_WHAT TO PRODUCE_. Can you transcribe each of the records below word for word, leaving the pictures out?

_RECORDED INFORMATION_.
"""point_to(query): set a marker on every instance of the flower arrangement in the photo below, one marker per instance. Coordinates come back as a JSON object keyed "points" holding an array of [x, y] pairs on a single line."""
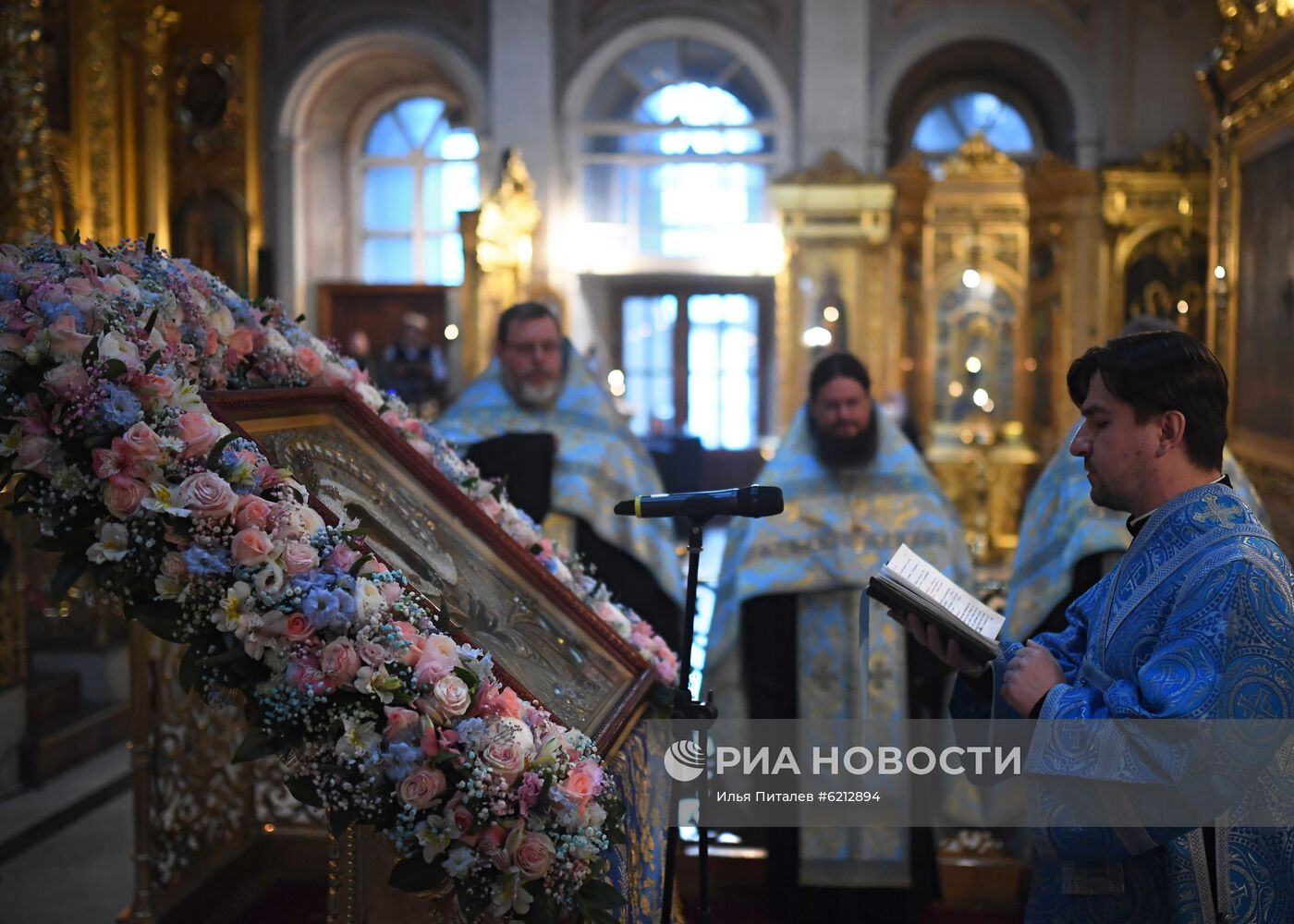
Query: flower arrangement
{"points": [[379, 717]]}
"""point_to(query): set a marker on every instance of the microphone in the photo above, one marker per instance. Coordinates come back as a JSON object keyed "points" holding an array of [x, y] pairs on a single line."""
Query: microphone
{"points": [[759, 500]]}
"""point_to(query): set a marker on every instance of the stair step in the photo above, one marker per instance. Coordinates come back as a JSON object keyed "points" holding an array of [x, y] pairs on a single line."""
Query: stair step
{"points": [[51, 697], [91, 730]]}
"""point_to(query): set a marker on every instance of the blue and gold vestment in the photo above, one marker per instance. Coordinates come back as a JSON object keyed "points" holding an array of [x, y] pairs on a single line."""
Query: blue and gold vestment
{"points": [[1061, 526], [837, 529], [1196, 621], [598, 461]]}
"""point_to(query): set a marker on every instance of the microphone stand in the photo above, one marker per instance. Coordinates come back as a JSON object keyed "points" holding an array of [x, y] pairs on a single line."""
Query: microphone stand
{"points": [[690, 710]]}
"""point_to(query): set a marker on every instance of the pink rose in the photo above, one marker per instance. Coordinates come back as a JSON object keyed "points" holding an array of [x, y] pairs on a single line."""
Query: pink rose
{"points": [[343, 556], [123, 497], [450, 697], [498, 701], [65, 342], [154, 386], [198, 432], [298, 627], [505, 758], [174, 565], [461, 817], [251, 546], [581, 784], [306, 675], [310, 361], [422, 787], [239, 345], [252, 511], [336, 374], [532, 853], [299, 556], [268, 475], [34, 455], [67, 378], [339, 660], [439, 656], [401, 723], [209, 494], [142, 442]]}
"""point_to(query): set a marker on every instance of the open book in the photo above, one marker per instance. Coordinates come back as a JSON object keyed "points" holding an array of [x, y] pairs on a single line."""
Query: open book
{"points": [[912, 584]]}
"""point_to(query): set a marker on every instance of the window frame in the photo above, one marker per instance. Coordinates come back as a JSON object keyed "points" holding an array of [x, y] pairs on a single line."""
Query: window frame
{"points": [[358, 161], [946, 92], [683, 287]]}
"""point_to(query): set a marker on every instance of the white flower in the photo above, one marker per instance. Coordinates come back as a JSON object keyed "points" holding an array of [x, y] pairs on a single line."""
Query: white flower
{"points": [[269, 580], [165, 498], [113, 346], [167, 588], [459, 862], [433, 840], [377, 684], [369, 395], [358, 739], [114, 542], [9, 444], [369, 601], [187, 397], [510, 895], [237, 613]]}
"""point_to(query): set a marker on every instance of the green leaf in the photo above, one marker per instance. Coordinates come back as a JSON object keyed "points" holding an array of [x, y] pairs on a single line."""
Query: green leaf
{"points": [[543, 910], [161, 619], [214, 456], [413, 874], [190, 669], [91, 354], [304, 791], [71, 565], [339, 821], [258, 745], [468, 677], [598, 895]]}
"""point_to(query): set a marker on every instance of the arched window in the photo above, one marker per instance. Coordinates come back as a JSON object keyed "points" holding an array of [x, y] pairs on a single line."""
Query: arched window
{"points": [[676, 144], [954, 116], [416, 172]]}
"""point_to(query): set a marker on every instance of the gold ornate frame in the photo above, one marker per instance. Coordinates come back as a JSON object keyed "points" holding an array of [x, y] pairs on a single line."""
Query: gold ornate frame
{"points": [[494, 593]]}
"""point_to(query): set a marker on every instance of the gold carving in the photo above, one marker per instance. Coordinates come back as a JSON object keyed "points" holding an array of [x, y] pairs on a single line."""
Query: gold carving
{"points": [[831, 168], [980, 159], [498, 244], [26, 206], [1246, 25]]}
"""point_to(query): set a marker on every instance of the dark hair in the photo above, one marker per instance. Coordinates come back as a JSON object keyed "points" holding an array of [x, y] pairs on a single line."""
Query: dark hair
{"points": [[523, 310], [835, 367], [1160, 371]]}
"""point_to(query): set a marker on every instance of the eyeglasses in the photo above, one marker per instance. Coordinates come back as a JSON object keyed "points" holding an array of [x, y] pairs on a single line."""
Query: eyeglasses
{"points": [[534, 347]]}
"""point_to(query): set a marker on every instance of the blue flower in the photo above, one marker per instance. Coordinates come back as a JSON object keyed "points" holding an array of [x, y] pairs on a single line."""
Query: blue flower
{"points": [[200, 562], [122, 407]]}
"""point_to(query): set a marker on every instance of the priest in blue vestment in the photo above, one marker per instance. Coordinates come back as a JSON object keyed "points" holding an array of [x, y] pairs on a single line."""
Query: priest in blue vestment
{"points": [[1194, 623], [1067, 542], [540, 419], [791, 637]]}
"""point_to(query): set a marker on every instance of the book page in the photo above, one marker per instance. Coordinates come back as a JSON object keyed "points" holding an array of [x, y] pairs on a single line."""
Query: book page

_EXERCISE RESULT_.
"""point_to(query): set a marker on every instance of the flower arrangement in the photo below, one marker per instance. Coordinates come back as a JSON object keyed "points" holding an array of [x, y] pairs on a single line."""
Query: flower arrangement
{"points": [[379, 717]]}
"""point_to(query): set a marker on every instance of the microphone in the photo above, one marker per instance. Coordinates come back as a JSON object keyed "points" holding an array of [x, y] pairs on a single line."""
Query: microphone
{"points": [[759, 500]]}
"""point_to(query): set a marker on every instance of the stair step in the photo above, one marker per instance. Coordinates come back as a JSON object keyed "points" holding an array of [x, y] pairs on a single line."""
Query: stair step
{"points": [[51, 697], [91, 730]]}
"""point_to(query): set a marker on every instance of the blue and gold vestment in the photo above, one marker per instance. Coordinates come back as a JSON object keyed "points" holding an array of [x, y] pairs on a single line."""
Query: blue and gold vestment
{"points": [[1061, 526], [837, 529], [1196, 621], [598, 461]]}
"""point_to(query): set a marker on every instance of the microphone stand in the photo above, one marker per instance. Coordinates come back as a JSON object keyed "points" holding an array of [x, y] pairs on a single line."""
Query: microphone stand
{"points": [[690, 710]]}
"""point_to(query): set a marker on every instance of the pink rose in the photo above, one marker per instance. Coordinates come back as a JSON object keyed "points" holding an array of [x, y] pairs on a single line."""
Query: pink rose
{"points": [[343, 556], [123, 497], [450, 697], [498, 701], [65, 342], [154, 386], [198, 432], [298, 627], [505, 758], [174, 565], [461, 817], [251, 546], [581, 784], [306, 675], [310, 361], [422, 787], [239, 345], [252, 511], [336, 374], [532, 853], [299, 556], [268, 475], [34, 455], [67, 378], [339, 660], [439, 656], [401, 723], [209, 494], [142, 442]]}
"""point_to(query): set a marker on every instance of the open book in the photo above, one marker per instance. Coordinates come back as a JSON object keyed "points" holding an array of [x, y] pairs on a single line."""
Query: open book
{"points": [[912, 584]]}
"""point_to(query): set a marker on every instance of the window frame in the photo above, one marker per instance. Coordinates come back as a JSON object keyed "points" holding an array of [x, y] pairs on a single line."""
Query: window frame
{"points": [[358, 161], [946, 92], [683, 287]]}
"""point_to(query): set a marker on every instance of the white flower in the photo above, one marker per instance. Coordinates come back as a JSON object keyed "points" holding an array of [x, y] pairs on a single line."""
Query: white flower
{"points": [[269, 580], [165, 498], [113, 346], [167, 588], [459, 862], [433, 840], [377, 684], [369, 395], [358, 739], [114, 542], [9, 444], [369, 601], [187, 397], [510, 895], [237, 613]]}
"""point_to(query): set a marker on every instance of the green leaf in the photo above, one marker per instance. Coordinates come back as a JSON object keyed "points" holding an array of [x, y] pairs on a single line."""
Query: green leaf
{"points": [[543, 910], [161, 619], [214, 456], [413, 874], [190, 669], [91, 354], [304, 791], [71, 565], [339, 821], [258, 745], [468, 677], [598, 895]]}
"""point_to(query): set a marker on every instance of the arched window in the photo above, one marker per instance. Coordinates come back as a JSON object keyed "points" holding an array of [x, y] pairs on a single line."""
Query: arched window
{"points": [[676, 144], [954, 116], [416, 172]]}
"""point_to(query): set a marker on every instance of the gold ornate frame in the photo above, one marker per instance. Coordinates come back as a JSON object keyed "points" holding an array of [x, y] pairs on a single line."""
Query: gold ornate frame
{"points": [[494, 593]]}
"""point_to(query): set a marker on every instance of the gold carving in the photo above, one marker per instance. Coordinates come back as a JSON object keyed "points" holding an array of [x, y] pairs on a single line."""
Query: gold carving
{"points": [[831, 168], [980, 159], [498, 244], [26, 206], [1246, 25]]}
"""point_to(query): set a marker on every instance of the dark hair in the photo above, one marker per instance. Coordinates come back as a JSON object keyed "points" holding an array of [x, y] pairs on a single line."""
Query: dark hair
{"points": [[523, 310], [835, 367], [1160, 371]]}
"""point_to(query): set a marker on every instance of the eyeglasses in the photo above, one marker per instance. Coordinates come back as a JSON object keyed "points" holding an array of [x, y] pairs on a single line."""
Query: eyeglasses
{"points": [[534, 347]]}
"""point_to(query): set a marker on every instance of the blue flower in the photo above, one marker per instance. Coordinates come back as a JSON object keyed "points" holding an array of [x, y] pairs on a single line."""
Query: blue flower
{"points": [[200, 562], [122, 407]]}
"""point_to(query): set a marker on every instance of the priest in blue vestment in the photo above, one marker per instance. Coordinates come back as a JSON object keyed "points" holding an array of [x, y] pairs on a single line."""
Query: priest in blue vestment
{"points": [[1194, 623], [1067, 542], [540, 419], [791, 637]]}
"""point_to(query): set a marker on every instance of the book page in the photo above, one marker per instance. Coordinates come back as a JSON object keyed "points" holding an array of [x, y] pairs on a single line."""
Query: book page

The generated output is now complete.